*RECORDED DATA*
◆ ◆ ◆ ◆

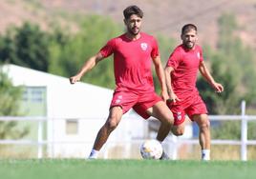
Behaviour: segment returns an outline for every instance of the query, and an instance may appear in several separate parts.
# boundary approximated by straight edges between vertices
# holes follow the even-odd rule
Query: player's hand
[[[70,83],[71,84],[75,84],[76,82],[79,82],[80,81],[80,76],[79,75],[75,75],[75,76],[72,76],[70,77]]]
[[[169,99],[168,92],[165,90],[160,92],[160,96],[164,103]]]
[[[218,93],[224,91],[224,87],[220,83],[214,83],[213,88],[214,88],[215,91],[218,92]]]
[[[181,99],[174,92],[169,93],[169,99],[167,102],[176,103],[177,101],[181,101]]]

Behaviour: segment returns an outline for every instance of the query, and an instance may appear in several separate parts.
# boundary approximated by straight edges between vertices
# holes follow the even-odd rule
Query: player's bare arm
[[[103,59],[103,56],[100,52],[89,58],[81,68],[81,70],[75,76],[70,77],[70,83],[75,84],[80,81],[81,77],[90,70],[92,70],[100,60]]]
[[[155,70],[156,70],[156,72],[160,81],[160,89],[161,89],[160,95],[161,95],[162,100],[165,102],[169,98],[169,96],[168,96],[168,92],[166,89],[165,75],[164,75],[163,68],[161,66],[160,57],[157,56],[153,58],[153,62],[155,65]]]
[[[165,72],[165,81],[166,81],[166,86],[167,86],[167,91],[169,94],[169,99],[168,101],[176,102],[180,101],[178,96],[174,93],[173,88],[172,88],[172,79],[171,79],[171,73],[174,71],[174,69],[172,67],[165,67],[164,72]]]
[[[216,90],[216,92],[224,91],[224,87],[222,84],[215,82],[212,75],[210,74],[206,65],[204,62],[201,62],[199,66],[199,70],[201,74],[206,79],[206,81],[212,86],[212,88]]]

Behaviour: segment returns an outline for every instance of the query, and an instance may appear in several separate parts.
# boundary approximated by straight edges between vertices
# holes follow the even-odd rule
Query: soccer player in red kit
[[[76,75],[70,78],[70,82],[75,84],[99,61],[114,54],[116,90],[109,116],[96,135],[89,158],[97,158],[98,151],[110,133],[131,108],[145,119],[154,116],[161,122],[157,135],[160,142],[167,136],[174,122],[173,114],[165,104],[168,93],[157,41],[153,36],[140,32],[143,12],[139,7],[130,6],[123,10],[123,15],[126,32],[109,40],[97,54],[83,65]],[[161,87],[161,97],[155,92],[152,63]],[[165,152],[161,159],[168,159]]]
[[[210,123],[205,104],[196,88],[198,70],[217,92],[222,92],[224,87],[215,82],[203,62],[202,48],[196,44],[197,27],[184,25],[181,37],[182,44],[171,53],[164,70],[170,97],[167,106],[175,119],[172,132],[175,135],[183,134],[187,114],[200,129],[202,159],[210,160]]]

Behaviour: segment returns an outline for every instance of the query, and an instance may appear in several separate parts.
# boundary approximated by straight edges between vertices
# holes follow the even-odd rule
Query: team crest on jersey
[[[120,102],[121,102],[121,99],[122,99],[122,95],[118,95],[118,96],[117,96],[117,99],[116,99],[115,103],[116,103],[116,104],[120,103]]]
[[[140,48],[145,51],[147,50],[147,43],[141,43]]]
[[[177,119],[179,121],[181,120],[181,111],[177,112]]]
[[[200,52],[198,52],[198,58],[200,59]]]

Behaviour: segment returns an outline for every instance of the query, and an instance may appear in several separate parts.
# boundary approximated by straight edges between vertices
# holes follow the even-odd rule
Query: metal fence
[[[247,160],[247,146],[255,145],[256,140],[248,140],[247,138],[247,127],[248,121],[256,121],[256,115],[246,115],[245,114],[245,102],[242,102],[241,105],[242,113],[241,115],[209,115],[210,121],[241,121],[241,139],[240,140],[221,140],[221,139],[212,139],[212,145],[239,145],[241,149],[241,160]],[[0,145],[32,145],[37,147],[37,158],[43,158],[43,147],[46,145],[52,145],[60,143],[54,141],[47,141],[43,139],[43,124],[49,122],[49,120],[66,120],[66,119],[49,119],[47,117],[17,117],[17,116],[1,116],[0,121],[32,121],[37,123],[37,139],[36,140],[24,140],[24,139],[2,139],[0,140]],[[83,119],[86,120],[86,119]],[[87,141],[88,142],[88,141]],[[136,141],[138,142],[138,141]],[[85,141],[62,141],[63,144],[73,144],[86,143]],[[198,140],[195,139],[180,139],[174,141],[175,144],[198,144]],[[176,151],[177,152],[177,151]]]

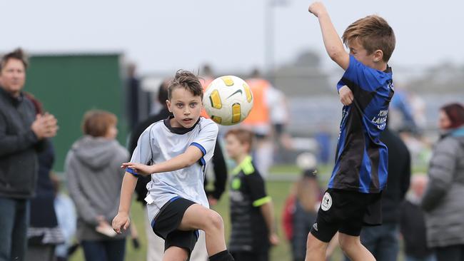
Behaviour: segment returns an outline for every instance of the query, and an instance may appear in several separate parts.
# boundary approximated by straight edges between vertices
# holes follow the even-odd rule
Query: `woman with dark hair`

◆ ◆ ◆ ◆

*WHAT THE EXERCISE ASKS*
Rewrite all the items above, replacing every occurrence of "outline" with "contour" and keeping everything else the same. Omit the pictures from your answer.

*FULL ANSWER*
Behaviour: segment returns an contour for every instance of the query, and an instance may appear in several separate parts.
# boundary approximated by straight edges between vertices
# holes follow the even-odd rule
Query: player's hand
[[[70,83],[71,84],[75,84],[76,82],[79,82],[80,81],[80,76],[79,75],[75,75],[75,76],[72,76],[70,77]]]
[[[169,99],[168,92],[165,90],[160,92],[160,96],[164,103]]]
[[[218,93],[224,91],[224,87],[220,83],[214,83],[213,88],[214,88],[215,91],[218,92]]]
[[[181,99],[174,92],[169,93],[169,99],[167,102],[176,103],[177,101],[181,101]]]

Behaviour: segment returns an contour for every instance of the query, and an instance may appear in several separate parts.
# boundary approximated by straight edges between vertices
# holes follow the even-odd rule
Query: player's bare arm
[[[103,59],[103,56],[100,52],[89,58],[81,68],[81,70],[75,76],[70,77],[70,83],[75,84],[80,81],[81,77],[90,70],[92,70],[100,60]]]
[[[155,70],[156,70],[156,72],[160,81],[160,89],[161,89],[160,95],[161,95],[162,100],[165,102],[169,98],[169,96],[168,96],[168,92],[166,89],[165,75],[164,75],[163,68],[161,66],[160,57],[157,56],[153,58],[153,62],[155,65]]]
[[[165,72],[165,81],[166,81],[166,86],[167,86],[167,91],[169,94],[169,99],[168,101],[176,102],[180,101],[178,96],[174,93],[173,88],[172,88],[172,79],[171,79],[171,73],[174,71],[174,69],[172,67],[165,67],[164,72]]]
[[[216,90],[216,92],[224,91],[224,87],[222,84],[215,82],[212,75],[210,74],[206,65],[204,62],[201,62],[199,66],[199,70],[201,74],[206,79],[206,81],[212,86],[212,88]]]

Behaviour: segment returns an contour for every instance of the query, and an instance may appear in several separate parts.
# boundary approximated by straight edges between vertices
# holes follow the even-odd rule
Query: soccer player in red kit
[[[76,75],[70,78],[70,82],[75,84],[99,61],[114,54],[116,90],[109,116],[96,135],[89,158],[97,158],[98,151],[110,133],[131,108],[145,119],[154,116],[161,122],[157,135],[160,142],[167,136],[174,122],[173,114],[165,104],[168,93],[157,41],[153,36],[140,32],[143,12],[139,7],[130,6],[123,10],[123,15],[126,32],[109,40],[97,54],[83,65]],[[161,87],[161,97],[155,92],[152,63]],[[165,152],[161,159],[168,159]]]
[[[210,123],[205,104],[196,88],[198,70],[217,92],[222,92],[224,87],[215,82],[203,62],[202,48],[196,44],[197,27],[184,25],[181,37],[182,44],[171,53],[164,70],[170,97],[167,106],[175,119],[172,132],[175,135],[183,134],[187,114],[200,129],[202,159],[210,160]]]

Behaviour: segment returns an contour for every instance of the query, and an instance may appear in several separate parts.
# boundary approximated by straight edges between vertices
# holes follow the even-odd rule
Query: team crest on jersey
[[[120,102],[121,102],[121,99],[122,99],[122,95],[118,95],[118,96],[117,96],[117,99],[116,99],[115,103],[116,103],[116,104],[120,103]]]
[[[140,48],[145,51],[147,50],[147,43],[141,43]]]
[[[177,119],[179,121],[181,120],[181,111],[177,112]]]
[[[200,52],[198,52],[198,58],[200,59]]]

Behaviour: segment returns an contour for every instance of the query, and an instance may appear in several separate parts.
# boundary approximated by straight edges between vertices
# holes follow the even-odd rule
Query: metal fence
[[[247,160],[247,146],[255,145],[256,140],[248,140],[247,138],[247,127],[248,121],[256,121],[256,115],[246,115],[245,114],[245,102],[242,102],[241,105],[242,113],[241,115],[209,115],[210,121],[241,121],[241,139],[240,140],[221,140],[221,139],[212,139],[212,145],[239,145],[241,149],[241,160]],[[0,145],[32,145],[37,147],[37,158],[43,158],[43,147],[46,145],[52,145],[60,143],[54,141],[47,141],[43,139],[43,124],[49,122],[49,120],[66,120],[66,119],[49,119],[47,117],[17,117],[17,116],[1,116],[0,121],[32,121],[37,123],[37,139],[36,140],[24,140],[24,139],[2,139],[0,140]],[[83,119],[86,120],[86,119]],[[87,141],[88,142],[88,141]],[[136,141],[138,142],[138,141]],[[85,141],[62,141],[63,144],[73,144],[86,143]],[[198,140],[195,139],[180,139],[174,141],[175,144],[198,144]],[[176,151],[177,152],[177,151]]]

Behaviour: segment returns an contour for every instance of the query, and an instance may appear in several separate parts.
# boundary approximated by straight edges between vertices
# holes follow the even-odd rule
Query: `woman with dark hair`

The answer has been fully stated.